A verbatim copy of the listing is needed; pictures are to be left out.

###

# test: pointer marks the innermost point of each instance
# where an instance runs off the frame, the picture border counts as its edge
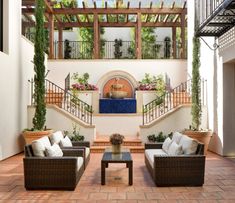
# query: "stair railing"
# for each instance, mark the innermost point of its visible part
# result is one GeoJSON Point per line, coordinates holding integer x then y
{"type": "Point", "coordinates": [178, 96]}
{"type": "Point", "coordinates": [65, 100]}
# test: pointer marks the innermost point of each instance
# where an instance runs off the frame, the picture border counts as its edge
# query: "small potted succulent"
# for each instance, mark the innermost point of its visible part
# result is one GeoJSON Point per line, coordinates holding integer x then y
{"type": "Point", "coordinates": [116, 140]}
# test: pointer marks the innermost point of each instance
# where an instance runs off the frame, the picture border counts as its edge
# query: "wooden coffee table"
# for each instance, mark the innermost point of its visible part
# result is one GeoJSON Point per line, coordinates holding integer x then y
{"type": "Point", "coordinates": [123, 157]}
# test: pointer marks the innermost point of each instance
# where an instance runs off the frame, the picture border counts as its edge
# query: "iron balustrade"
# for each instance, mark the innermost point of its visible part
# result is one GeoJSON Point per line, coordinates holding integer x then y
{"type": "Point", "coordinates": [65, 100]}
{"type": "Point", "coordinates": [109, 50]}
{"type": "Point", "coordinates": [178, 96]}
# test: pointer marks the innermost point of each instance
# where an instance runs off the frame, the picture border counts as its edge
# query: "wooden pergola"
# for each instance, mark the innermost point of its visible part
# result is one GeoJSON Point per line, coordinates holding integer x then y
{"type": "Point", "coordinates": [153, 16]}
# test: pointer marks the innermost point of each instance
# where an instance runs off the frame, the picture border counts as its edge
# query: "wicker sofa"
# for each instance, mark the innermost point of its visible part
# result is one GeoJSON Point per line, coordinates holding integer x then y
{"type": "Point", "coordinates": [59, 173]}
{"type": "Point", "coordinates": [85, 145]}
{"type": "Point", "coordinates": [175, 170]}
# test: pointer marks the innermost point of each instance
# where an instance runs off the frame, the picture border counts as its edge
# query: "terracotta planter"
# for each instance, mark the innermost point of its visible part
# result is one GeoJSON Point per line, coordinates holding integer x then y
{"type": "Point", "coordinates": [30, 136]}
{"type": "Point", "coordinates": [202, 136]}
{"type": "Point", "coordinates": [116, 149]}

###

■ Output for this task ■
# test: pointer marks the innermost point of each instance
# where an instance runs off the frame, the picture border counts as its edge
# query: "stair railing"
# for each instance, mark the innermost point of its visible part
# result is one GeoJSON Point per line, coordinates holding integer x then y
{"type": "Point", "coordinates": [178, 96]}
{"type": "Point", "coordinates": [65, 100]}
# test: pointer marks the innermost point of each instance
# where an instance runs off the frame, the picture border counts as its edge
# query: "small potted succulent"
# for each instance, mark the innermost point of its visible part
# result is one GeoJSON Point per line, coordinates holding integer x then y
{"type": "Point", "coordinates": [116, 140]}
# test: pointer marks the innermost point of each instance
# where an instance runs off the frame, the picture border counts as its edge
# query: "wooden coffee table"
# for each instance, mark the innermost point of its visible part
# result is one GeoJSON Point per line, coordinates holding integer x then y
{"type": "Point", "coordinates": [123, 157]}
# test: pointer marks the innermost point of each instance
# where an instance runs off the frame, the picture border counts as its edge
# query: "iron balustrade"
# for each instance, mark the innermost point of its visible part
# result is one GeoJSON Point per line, coordinates holding integer x then y
{"type": "Point", "coordinates": [65, 100]}
{"type": "Point", "coordinates": [109, 50]}
{"type": "Point", "coordinates": [178, 96]}
# test: pointer marks the innermost point of each instance
# where an instance runs off the frame, the picture border counts as its edge
# query: "wooden pergola"
# for each instance, mark the innermost point of its visible part
# result is one GeoJSON Point per line, coordinates holding integer x then y
{"type": "Point", "coordinates": [153, 16]}
# test: pointer marks the innermost point of each instance
# where an instance runs off the frame, the picture border counts as its edge
# query: "wicker sofa"
# for each instance, mark the innermost point of its visible part
# result is one GeoJSON Point per line, coordinates holding integer x then y
{"type": "Point", "coordinates": [59, 173]}
{"type": "Point", "coordinates": [85, 145]}
{"type": "Point", "coordinates": [175, 170]}
# test: pointer marks the innermost point of each instance
# where an instance runs off the frame, the picture border counts as its edge
# query: "terracotta planter"
# for each instance, mark the innermost point of its visible part
# result is one GeoJSON Point per line, coordinates holding integer x then y
{"type": "Point", "coordinates": [30, 136]}
{"type": "Point", "coordinates": [202, 136]}
{"type": "Point", "coordinates": [116, 149]}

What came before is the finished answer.